Collect every line below that contains the word "pile" and copy each of those lines in full.

[Entries taken from a collection]
-- START --
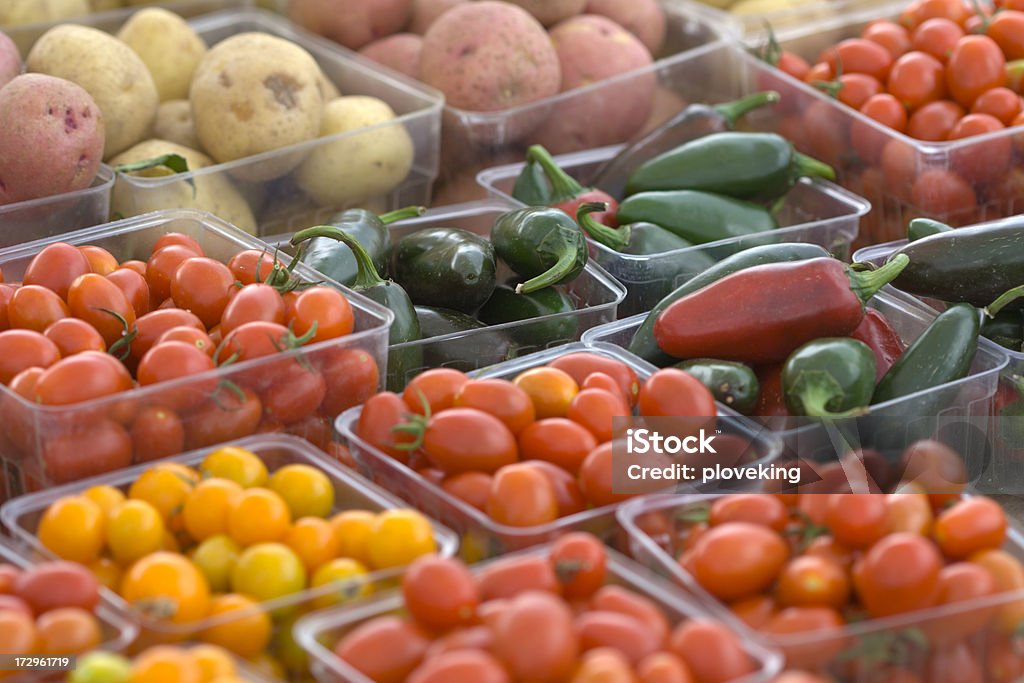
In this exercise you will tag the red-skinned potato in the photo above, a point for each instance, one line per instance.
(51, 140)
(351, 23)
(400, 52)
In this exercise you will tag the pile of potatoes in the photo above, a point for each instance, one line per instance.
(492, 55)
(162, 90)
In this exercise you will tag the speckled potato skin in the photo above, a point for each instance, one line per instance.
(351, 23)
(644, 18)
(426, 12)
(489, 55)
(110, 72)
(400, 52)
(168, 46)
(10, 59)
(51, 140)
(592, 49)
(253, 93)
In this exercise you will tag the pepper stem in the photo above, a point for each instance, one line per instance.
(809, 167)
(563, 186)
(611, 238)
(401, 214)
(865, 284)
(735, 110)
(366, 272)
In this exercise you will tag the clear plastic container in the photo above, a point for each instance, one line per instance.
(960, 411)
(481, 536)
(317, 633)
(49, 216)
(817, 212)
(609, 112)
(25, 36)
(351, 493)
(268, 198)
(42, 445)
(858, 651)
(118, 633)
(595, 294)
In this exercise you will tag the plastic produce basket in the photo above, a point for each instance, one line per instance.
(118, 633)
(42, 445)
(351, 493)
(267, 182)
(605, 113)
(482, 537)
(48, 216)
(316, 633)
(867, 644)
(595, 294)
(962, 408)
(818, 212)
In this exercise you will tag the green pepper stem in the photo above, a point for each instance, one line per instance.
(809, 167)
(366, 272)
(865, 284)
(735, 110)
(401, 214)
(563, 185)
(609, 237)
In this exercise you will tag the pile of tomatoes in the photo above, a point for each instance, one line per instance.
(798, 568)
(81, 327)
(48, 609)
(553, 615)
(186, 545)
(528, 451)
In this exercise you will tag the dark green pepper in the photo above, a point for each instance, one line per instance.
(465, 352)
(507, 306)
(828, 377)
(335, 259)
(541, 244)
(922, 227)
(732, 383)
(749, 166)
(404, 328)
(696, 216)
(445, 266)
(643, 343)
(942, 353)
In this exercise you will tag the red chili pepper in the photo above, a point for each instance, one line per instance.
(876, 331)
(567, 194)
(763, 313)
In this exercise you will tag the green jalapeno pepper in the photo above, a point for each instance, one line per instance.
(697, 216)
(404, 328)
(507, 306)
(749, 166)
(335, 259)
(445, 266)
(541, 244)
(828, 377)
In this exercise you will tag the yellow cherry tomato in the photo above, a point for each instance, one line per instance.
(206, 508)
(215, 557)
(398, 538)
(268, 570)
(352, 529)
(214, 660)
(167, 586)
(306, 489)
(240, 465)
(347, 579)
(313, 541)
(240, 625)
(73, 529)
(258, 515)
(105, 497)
-- END --
-- START --
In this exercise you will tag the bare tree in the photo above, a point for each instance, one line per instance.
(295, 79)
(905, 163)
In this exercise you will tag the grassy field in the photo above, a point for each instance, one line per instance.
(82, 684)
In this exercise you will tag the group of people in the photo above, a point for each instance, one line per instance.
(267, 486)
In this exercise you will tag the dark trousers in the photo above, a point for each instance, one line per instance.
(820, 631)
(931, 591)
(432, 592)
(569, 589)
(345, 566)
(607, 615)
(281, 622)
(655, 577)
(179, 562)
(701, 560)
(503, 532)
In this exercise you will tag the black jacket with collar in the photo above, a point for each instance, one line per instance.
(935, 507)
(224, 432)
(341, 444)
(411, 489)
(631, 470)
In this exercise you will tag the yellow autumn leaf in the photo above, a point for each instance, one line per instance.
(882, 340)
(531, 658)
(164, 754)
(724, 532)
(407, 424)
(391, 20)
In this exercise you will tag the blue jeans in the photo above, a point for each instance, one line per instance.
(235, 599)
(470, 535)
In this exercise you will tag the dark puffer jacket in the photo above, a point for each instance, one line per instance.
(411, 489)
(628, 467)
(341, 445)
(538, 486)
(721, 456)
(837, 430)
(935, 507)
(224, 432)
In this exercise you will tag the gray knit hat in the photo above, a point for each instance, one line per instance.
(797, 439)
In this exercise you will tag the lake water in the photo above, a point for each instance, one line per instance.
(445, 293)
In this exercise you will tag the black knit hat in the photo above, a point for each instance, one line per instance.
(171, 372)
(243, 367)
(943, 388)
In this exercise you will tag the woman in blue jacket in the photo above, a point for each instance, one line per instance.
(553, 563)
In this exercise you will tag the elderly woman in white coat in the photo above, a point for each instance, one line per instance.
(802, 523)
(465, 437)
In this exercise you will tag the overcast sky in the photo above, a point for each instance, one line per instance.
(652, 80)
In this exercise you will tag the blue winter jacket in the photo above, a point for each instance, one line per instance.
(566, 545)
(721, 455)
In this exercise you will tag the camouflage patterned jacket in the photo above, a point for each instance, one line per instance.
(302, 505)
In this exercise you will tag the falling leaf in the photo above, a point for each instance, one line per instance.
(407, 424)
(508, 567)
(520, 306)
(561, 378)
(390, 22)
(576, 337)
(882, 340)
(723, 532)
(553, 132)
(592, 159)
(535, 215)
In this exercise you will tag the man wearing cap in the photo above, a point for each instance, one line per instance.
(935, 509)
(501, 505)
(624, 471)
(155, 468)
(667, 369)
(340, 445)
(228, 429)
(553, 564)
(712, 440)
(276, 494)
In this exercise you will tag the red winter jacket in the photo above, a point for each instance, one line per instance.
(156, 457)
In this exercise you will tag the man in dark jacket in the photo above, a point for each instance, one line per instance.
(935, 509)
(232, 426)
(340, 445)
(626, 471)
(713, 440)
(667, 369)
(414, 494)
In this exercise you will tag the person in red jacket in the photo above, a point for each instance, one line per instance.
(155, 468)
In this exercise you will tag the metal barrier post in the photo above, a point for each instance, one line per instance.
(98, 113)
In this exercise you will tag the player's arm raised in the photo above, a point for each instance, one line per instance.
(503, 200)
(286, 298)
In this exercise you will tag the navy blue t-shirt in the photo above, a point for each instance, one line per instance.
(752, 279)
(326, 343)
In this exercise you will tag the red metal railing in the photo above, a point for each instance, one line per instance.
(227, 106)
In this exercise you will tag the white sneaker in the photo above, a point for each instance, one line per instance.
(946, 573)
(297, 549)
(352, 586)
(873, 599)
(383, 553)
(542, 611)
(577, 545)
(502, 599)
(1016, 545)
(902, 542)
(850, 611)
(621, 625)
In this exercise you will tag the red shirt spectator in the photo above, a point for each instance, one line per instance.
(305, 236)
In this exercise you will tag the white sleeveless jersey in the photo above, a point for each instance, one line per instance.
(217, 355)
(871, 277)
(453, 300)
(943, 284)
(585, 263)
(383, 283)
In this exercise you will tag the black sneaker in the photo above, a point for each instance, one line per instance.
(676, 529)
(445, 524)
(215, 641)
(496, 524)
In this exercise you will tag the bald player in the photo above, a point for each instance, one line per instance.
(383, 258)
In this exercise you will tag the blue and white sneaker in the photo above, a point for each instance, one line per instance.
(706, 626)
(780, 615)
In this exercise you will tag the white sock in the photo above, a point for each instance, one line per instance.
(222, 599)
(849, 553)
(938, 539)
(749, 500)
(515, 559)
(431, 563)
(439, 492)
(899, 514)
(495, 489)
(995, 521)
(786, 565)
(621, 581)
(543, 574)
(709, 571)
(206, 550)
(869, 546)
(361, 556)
-- END --
Output of the exercise —
In this exercise you will tag the pile of potatoes in the photo above, a point for each instance, one line per instance.
In this exercise you will tag the pile of tomatoes in the photo above, a point for each instance, one line per instance.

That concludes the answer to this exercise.